++++ Material for this task

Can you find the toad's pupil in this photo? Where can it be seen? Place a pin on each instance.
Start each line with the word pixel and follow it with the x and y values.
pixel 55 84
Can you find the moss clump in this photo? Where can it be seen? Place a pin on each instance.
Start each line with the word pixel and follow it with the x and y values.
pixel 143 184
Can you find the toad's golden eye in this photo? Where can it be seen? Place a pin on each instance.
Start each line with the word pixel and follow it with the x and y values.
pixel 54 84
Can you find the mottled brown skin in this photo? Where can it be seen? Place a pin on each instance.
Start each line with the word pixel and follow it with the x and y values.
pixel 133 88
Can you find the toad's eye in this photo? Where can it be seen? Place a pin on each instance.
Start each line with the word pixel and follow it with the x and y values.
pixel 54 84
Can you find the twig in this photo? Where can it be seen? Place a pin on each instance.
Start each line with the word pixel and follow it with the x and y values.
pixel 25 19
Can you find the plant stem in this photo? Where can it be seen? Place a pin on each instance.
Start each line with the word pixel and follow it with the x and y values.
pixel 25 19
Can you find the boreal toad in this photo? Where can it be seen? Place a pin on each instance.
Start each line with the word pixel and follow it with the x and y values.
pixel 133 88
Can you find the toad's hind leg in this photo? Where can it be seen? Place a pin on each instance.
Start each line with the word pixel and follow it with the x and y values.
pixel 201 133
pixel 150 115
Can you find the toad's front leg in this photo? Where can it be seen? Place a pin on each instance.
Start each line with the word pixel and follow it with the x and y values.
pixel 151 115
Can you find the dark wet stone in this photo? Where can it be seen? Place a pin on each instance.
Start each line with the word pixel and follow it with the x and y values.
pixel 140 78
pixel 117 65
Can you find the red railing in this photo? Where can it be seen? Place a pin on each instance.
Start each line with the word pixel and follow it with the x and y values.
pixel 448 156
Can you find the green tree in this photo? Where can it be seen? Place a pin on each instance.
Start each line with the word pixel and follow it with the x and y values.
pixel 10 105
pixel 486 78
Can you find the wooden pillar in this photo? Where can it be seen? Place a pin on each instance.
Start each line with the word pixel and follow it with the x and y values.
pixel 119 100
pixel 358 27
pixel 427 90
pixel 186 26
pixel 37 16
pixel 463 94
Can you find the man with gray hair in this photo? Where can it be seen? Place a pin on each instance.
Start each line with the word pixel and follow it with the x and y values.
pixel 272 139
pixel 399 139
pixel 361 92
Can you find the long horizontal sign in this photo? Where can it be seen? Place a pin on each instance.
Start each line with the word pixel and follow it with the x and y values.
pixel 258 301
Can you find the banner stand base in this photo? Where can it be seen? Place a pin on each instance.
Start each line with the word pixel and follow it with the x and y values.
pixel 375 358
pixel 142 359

++++++++

Reproduce the full listing with every "Place a pin" changed to "Drop a marker" and nothing else altered.

Can you find the toad's pupil in this photo? Where can it be seen? Drop a marker on each instance.
Start each line with the word pixel and follow it with the x and y values.
pixel 55 84
Can you find the moss clump in this photo? Where can it be seen? Drop a marker on each instance.
Start each line with the word pixel and follow it with the x and y values.
pixel 143 184
Can you find the toad's golden eye in this photo? Where can it be seen? Drop a marker on each instance.
Start each line with the word pixel and follow it with the x and y values.
pixel 54 84
Can you find the mottled brown skin in this photo? Where can it be seen? Drop a marker on each instance.
Start each line with the word pixel and follow it with the x and y values.
pixel 133 88
Can you find the toad's eye in this photo? Where can it be seen? Drop a marker on each instance.
Start each line with the word pixel and follow it with the x and y values.
pixel 54 84
Can you find the twig in this photo? Where can it be seen? Drop a marker on each instance.
Start each line with the word pixel and follow it with the x and y values.
pixel 25 19
Can you find the plant stem in this photo? Where can it be seen? Drop a marker on each instance.
Start each line with the word pixel and follow it with the x and y values.
pixel 25 19
Can you find the boreal toad in this photo? Where can it be seen? Drop a marker on each instance.
Start each line with the word pixel and follow it with the x and y values.
pixel 133 88
Can you find the toad's hind leg in this photo? Where can it be seen? Drop a marker on each instance.
Start each line with the word pixel and follow it with the x and y values.
pixel 201 133
pixel 150 115
Can you find the toad's front leg in this photo? Where can it be seen? Drop a marker on each instance.
Start each line with the word pixel and follow it with the x and y values.
pixel 151 115
Can you find the dark wet stone in this photo? Where can it be seen? Drop a marker on each instance.
Start each line with the word pixel and follow it with the x and y values.
pixel 140 78
pixel 117 65
Can you find the red railing in this photo? Where can it be seen? Drop a marker on each instance.
Start each line with the word pixel and follow it with the x and y values.
pixel 448 156
Can you find the green tree in this photo? Where can it be seen? Drop a marker on each instance.
Start each line with the word pixel and follow it with the x and y values.
pixel 10 105
pixel 486 78
Can you find the wooden pillar in this photo? Where can it be seen? Drop a marker on each instance.
Start each line with the word pixel and follow it with the x and y values.
pixel 119 100
pixel 358 27
pixel 427 90
pixel 186 26
pixel 37 16
pixel 463 94
Can you find the man with gray hair in this photo? Where can it be seen? Drop a marker on each instance.
Start each line with the word pixel and follow it with the x and y values.
pixel 272 139
pixel 399 139
pixel 361 92
Can you find the long horizontal sign in this photo? Where can it be seen? Drop a marker on each instance.
Start each line with the word pixel and follow it with the x and y values.
pixel 258 301
Can you find the banner stand base in this photo? Where can it be seen? Drop a marker on each instance.
Start each line with the word pixel and follow it with the x and y values.
pixel 375 358
pixel 142 359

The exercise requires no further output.